EXTRACTED INFORMATION
►
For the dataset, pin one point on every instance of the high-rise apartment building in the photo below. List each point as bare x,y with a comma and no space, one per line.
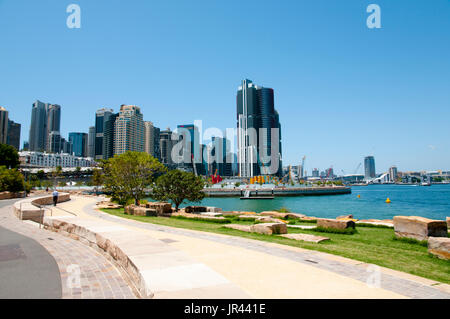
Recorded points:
38,128
369,167
257,120
220,157
53,144
109,135
152,137
13,137
45,119
166,144
79,143
129,130
393,173
91,142
3,125
101,116
66,146
53,125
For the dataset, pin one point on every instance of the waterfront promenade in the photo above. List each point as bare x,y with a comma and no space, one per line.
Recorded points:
180,263
41,266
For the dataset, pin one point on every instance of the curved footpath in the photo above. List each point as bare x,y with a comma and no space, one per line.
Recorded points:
44,263
168,262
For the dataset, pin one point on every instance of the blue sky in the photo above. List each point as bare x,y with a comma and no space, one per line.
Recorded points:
343,91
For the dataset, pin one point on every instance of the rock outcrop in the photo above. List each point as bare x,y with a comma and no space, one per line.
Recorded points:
419,228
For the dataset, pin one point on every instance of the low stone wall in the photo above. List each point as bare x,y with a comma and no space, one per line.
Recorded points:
440,247
28,209
419,228
9,195
335,224
105,243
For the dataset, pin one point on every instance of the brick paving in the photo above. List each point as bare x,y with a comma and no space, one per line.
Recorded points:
85,273
359,271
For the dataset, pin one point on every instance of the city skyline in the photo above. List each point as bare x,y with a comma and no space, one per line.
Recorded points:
337,106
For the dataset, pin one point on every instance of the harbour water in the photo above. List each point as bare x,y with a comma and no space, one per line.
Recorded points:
431,202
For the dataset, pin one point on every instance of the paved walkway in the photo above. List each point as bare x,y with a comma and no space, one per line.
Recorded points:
73,270
264,270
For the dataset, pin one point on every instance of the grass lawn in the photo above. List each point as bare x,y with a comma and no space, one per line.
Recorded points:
370,244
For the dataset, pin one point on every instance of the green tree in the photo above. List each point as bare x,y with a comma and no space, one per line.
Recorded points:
127,175
40,174
178,186
11,180
57,172
9,156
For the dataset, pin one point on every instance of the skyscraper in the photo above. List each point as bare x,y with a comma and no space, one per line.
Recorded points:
257,120
219,151
166,144
45,119
53,125
53,144
79,143
91,142
3,125
66,146
38,127
393,173
13,138
369,167
109,135
101,116
129,130
151,145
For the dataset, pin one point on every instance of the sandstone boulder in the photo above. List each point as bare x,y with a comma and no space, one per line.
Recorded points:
440,247
295,215
211,214
140,211
274,214
129,210
345,217
195,209
336,224
419,228
269,228
161,208
245,228
306,237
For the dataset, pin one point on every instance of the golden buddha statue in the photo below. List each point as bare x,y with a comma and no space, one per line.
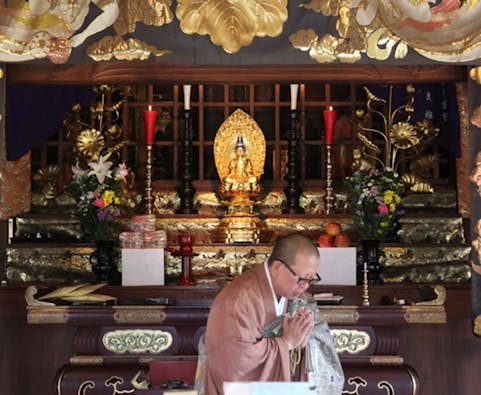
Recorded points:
239,153
241,177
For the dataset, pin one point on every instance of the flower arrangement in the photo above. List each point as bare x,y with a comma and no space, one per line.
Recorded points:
98,192
373,198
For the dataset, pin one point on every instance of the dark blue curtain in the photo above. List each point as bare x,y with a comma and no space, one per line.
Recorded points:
34,113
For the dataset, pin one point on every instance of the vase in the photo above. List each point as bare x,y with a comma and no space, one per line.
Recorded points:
104,262
369,259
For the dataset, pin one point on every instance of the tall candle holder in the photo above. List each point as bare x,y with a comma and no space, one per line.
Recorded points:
148,181
150,119
187,191
330,116
293,191
365,286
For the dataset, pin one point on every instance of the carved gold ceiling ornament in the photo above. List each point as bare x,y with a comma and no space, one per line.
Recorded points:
400,141
232,24
150,13
116,47
50,29
379,27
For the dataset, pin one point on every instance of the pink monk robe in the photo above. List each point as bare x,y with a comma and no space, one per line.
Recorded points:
234,348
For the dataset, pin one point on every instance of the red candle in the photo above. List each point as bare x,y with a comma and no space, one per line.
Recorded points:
330,117
150,119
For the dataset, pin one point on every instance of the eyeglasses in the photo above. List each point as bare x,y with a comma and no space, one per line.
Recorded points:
300,281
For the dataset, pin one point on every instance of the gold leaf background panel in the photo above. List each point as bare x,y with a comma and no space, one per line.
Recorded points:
232,25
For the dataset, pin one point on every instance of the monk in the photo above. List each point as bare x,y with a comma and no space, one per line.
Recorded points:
235,349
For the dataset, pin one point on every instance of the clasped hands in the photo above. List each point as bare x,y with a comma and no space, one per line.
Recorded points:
297,327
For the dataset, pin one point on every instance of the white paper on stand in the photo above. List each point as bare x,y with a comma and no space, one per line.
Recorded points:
338,265
143,266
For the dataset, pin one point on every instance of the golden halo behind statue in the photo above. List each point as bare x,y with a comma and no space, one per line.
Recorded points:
239,124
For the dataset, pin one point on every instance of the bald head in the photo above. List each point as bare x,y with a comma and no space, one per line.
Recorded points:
287,248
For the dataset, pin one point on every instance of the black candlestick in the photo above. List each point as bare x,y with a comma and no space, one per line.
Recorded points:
293,190
186,191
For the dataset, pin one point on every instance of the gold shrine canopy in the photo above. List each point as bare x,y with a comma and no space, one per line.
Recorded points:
241,32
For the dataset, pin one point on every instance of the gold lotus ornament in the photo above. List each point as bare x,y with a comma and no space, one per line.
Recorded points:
400,141
89,144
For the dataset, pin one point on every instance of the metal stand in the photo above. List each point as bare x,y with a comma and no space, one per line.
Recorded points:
329,198
187,190
293,191
148,181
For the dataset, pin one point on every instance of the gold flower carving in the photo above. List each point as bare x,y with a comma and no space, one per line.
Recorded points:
116,47
89,144
232,24
152,13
◄
WRITTEN PROBLEM
Reproduce all of the items above, switching every occurrence of "Recorded points" to "Logged points" and leaving everything else unchanged. Omit the pictures from your answer.

TASK RESULT
For the dataset, pin one point on every instance of the high-rise apartment building in the photo below. List each point as bare x,y with a comma and no space, one per line.
Logged points:
38,128
369,167
257,120
220,157
53,144
109,135
152,137
13,137
45,119
166,144
79,143
129,130
393,173
91,142
3,125
101,116
66,146
53,125
For the dataset, pin one point on every instance of the waterfront promenade in the photo above. List each point as bare x,y with a comma and no space, one per line.
Logged points:
180,263
41,266
For the dataset, pin one point on every instance of the curved footpath in the photo above. List each point as bare x,y with a comma and no space, one per line.
Logged points:
44,263
168,262
For the dataset, pin one point on every instance of the blue sky in the photo above. List each point as bare x,y with a comma and no space, one per line.
Logged points:
343,91
For the dataset, pin one point on every instance of the rock outcrop in the photo above. List each point as bare x,y with a comma and no space, one per line.
Logged points:
419,228
For the dataset, pin one point on every instance of the low stone wall in the photo above. List each point as bare x,y with a comma and no space, one per line.
Logged points:
440,247
28,209
419,228
9,195
335,224
105,243
For the dataset, pin one point on every instance of the brick paving in the photo above. List each point as bare x,y with a comma and no space, one per line.
Logged points:
85,273
359,271
For the dataset, pin one point on every instance of the city skyline in the photo above. List each point as bare x,y with a comma and no space, one per line.
Logged points:
337,106
For the dataset, pin one point on every instance of the harbour water in the photo above. List each point as bare x,y with a comma and no space, one per line.
Logged points:
431,202
For the dataset, pin one point on every instance of the paved walkway in the photo above. List each point as bare x,y with a comma and no space, one per line.
Logged points:
73,270
264,270
For the dataset, pin one point on every instance of the grass lawn in the photo above. List each point as bare x,y with a comma and no space, one per line.
Logged points:
370,244
For the dataset, pin one point on every instance of the green tree in the photo above. List each point as bare x,y with a comma and no space, one per line.
Logged points:
127,175
40,174
178,186
11,180
57,172
9,156
For the dataset, pin one point on every instance of the skyscraper in the photo above. List each point as bare x,y with a comma and no space, one per line.
Logged points:
257,120
219,151
166,144
45,119
53,125
53,144
79,143
91,142
3,125
66,146
38,127
393,173
13,138
369,167
109,135
101,116
129,130
151,145
For the dataset, pin one point on every instance of the sandstone boulder in the photo above. List each point as bare x,y with a comma and no space, one per line.
Logged points:
440,247
295,215
211,214
140,211
274,214
129,210
345,217
195,209
336,224
419,228
269,228
161,208
245,228
306,237
For the dataset, pin one point on every instance of the golden buddha statue in the photo below. List each point as bare x,y with a comma and no space, one per line.
Logged points:
239,153
241,177
For the dataset, pin one point on every instance of the flower arrangement in the photo above. List each point as bare x,y with a comma and no space, one per line.
Logged points:
98,192
373,198
For the dataset, pin one point on every instance of the dark blue curtain in the photo above. List each point as bare x,y with a comma and no space, one per line.
Logged points:
34,113
For the dataset, pin one point on every instance of the vase in the photo above. List each point as bare x,y with a comma and no space, one per line.
Logged points:
104,262
369,259
For the dataset, pin one point on every instance of the tall candle holder in the photo above. List each point as bare x,y with a comma and no space, one per line.
Logged points:
148,181
150,119
187,191
330,116
293,191
365,286
For the dataset, pin one point on every instance of the carved gold ceiling ornament in the photo above. List each point as bare x,y with a comma and no space, one per line.
Logged points:
400,141
232,24
150,13
116,47
50,29
379,27
For the dataset, pin one point on every instance of the pink monk robe in the photo above. List each point as bare x,y with a comma and no space, one per line.
Logged points:
234,348
For the dataset, pin one point on every instance of the red candle in the photo above. List each point as bare x,y with a comma and no space, one per line.
Logged points:
330,117
150,119
For the dataset, pin one point on every instance of the eyeglasses in the photo above. List each point as bare x,y with a comma and no space, one per line.
Logged points:
300,281
For the dataset, pin one point on every instance of the gold leaf background panel in the photo above. List each point as bare x,y with a comma and no space, one per line.
Logged points:
232,25
For the dataset, pin one point on every instance of the monk in the photo above. List each point as bare x,y with a comma and no space, one per line.
Logged points:
235,349
For the dataset, pin one point on every instance of the clasped hands in the photo above. List each point as bare x,y with a comma and no space, one per line.
Logged points:
297,327
For the dataset, pin one point on every instance of the white paper on stand in the photo above. List each point as bare x,y with a comma and no space, one per line.
Logged points:
338,265
143,266
For the dataset, pin one point on every instance of the golden halo behind statue in the photo above. List each point as bare x,y with a comma and no space, one per line.
Logged points:
239,124
For the dataset, pin one point on every instance of the bald head in the photo above. List each point as bare x,y with a comma and no space, one per line.
Logged points:
287,248
For the dataset, pin one point on every instance of the black candlestick in the photo above. List each point as bare x,y with a comma and no space, one per line.
Logged points:
293,190
186,191
For the dataset, pin one point on every instance of the gold shrine canopy in the photo above. List each point as bare x,y with a comma and no space, one per line.
Logged points:
241,32
For the dataset, pin one point on every instance of the gold lotus ornament in the photo above. List each point as bare x,y with a comma and no space, one per line.
Logged points:
400,141
89,144
For the dataset, pin one point on every instance of the metal stand in the photo above. List each point as bare x,y with a comma and no space, one per line.
Logged points:
329,198
187,190
293,191
148,181
For the dataset, pin one point on every instance of the gold flower carving in the photo above. List each point as bare x,y with a comma and no space, one per line.
Logged points:
116,47
89,144
232,24
152,13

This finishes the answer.